> TEXTAUSZUG
/---

Brauchen Unternehmen einen CSO? Teil 2
Ivo Pestel ist Leiter der operativen Sicherheit in der Konzernsicherheit der R+V Versicherung in Wiesbaden. Er ist seit fast 20 Jahren mit dem Thema Sicherheit beruflich verbunden. Gemeinsam mit seinem Team verantwortet er derzeit u. a. die Themen Standortsicherheit, Reisesicherheit, Ermittlungen, Bedrohungsmanagement, Vorstandsschutz, Veranstaltungsschutz und vieles mehr. Im Rahmen einer wissenschaftlichen Abschlussarbeit untersuchte Ivo Pestel den Bedarf einer gesetzlichen Regelung für den Aufgabenbereich eines Chief Security Officers aus Sicht von Großunternehmen in Deutschland. Für GIT SICHERHEIT hat der Autor das Thema aufbereitet.
Ging der erste Teil von den Grundlagen des Wirtschaftsschutzes aus, stellt der folgende abschließende zweite Teil unter anderem die Ergebnisse einer repräsentativen Umfrage zum Thema vor.

\---

> MATERIAL
/---

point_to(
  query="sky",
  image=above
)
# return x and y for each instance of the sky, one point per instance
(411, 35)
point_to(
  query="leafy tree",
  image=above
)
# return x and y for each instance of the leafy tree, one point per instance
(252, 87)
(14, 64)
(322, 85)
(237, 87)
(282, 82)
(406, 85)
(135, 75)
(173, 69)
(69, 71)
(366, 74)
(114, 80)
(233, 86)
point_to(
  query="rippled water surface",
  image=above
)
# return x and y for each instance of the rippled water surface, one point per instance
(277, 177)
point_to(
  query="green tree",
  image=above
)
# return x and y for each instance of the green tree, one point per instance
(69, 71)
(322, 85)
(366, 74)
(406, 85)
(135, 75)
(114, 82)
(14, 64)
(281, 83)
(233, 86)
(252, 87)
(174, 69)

\---

> ZU ERLEDIGEN
A - Prüfen Sie anhand des Textauszugs, ob die folgenden Aussagen zutreffen: (i) Ivo Pestel ist seit mehr als 20 Jahren beruflich mit dem Thema Sicherheit verbunden. (ii) Ivo Pestel untersuchte in einer wissenschaftlichen Abschlussarbeit, ob für den Aufgabenbereich eines Chief Security Officers eine gesetzliche Regelung nötig ist. (iii) Der zweite Teil stellt unter anderem die Ergebnisse einer repräsentativen Umfrage vor. Beantworten Sie jede Aussage mit Ja oder Nein und zitieren Sie die entscheidenden Worte des Textauszugs.
B - Geben Sie den Abschnitt des Textauszugs wortgetreu aus, der mit den Worten „Ging der erste“ beginnt und mit „zum Thema vor.“ endet.

> LÖSUNGEN
A -
(i) Nein: „Er ist seit fast 20 Jahren mit dem Thema Sicherheit beruflich verbunden.“
(ii) Ja: „Im Rahmen einer wissenschaftlichen Abschlussarbeit untersuchte Ivo Pestel den Bedarf einer gesetzlichen Regelung für den Aufgabenbereich eines Chief Security Officers aus Sicht von Großunternehmen in Deutschland.“
(iii) Ja: „stellt der folgende abschließende zweite Teil unter anderem die Ergebnisse einer repräsentativen Umfrage zum Thema vor“

B -
Ging der erste Teil von den Grundlagen des Wirtschaftsschutzes aus, stellt der folgende abschließende zweite Teil unter anderem die Ergebnisse einer repräsentativen Umfrage zum Thema vor.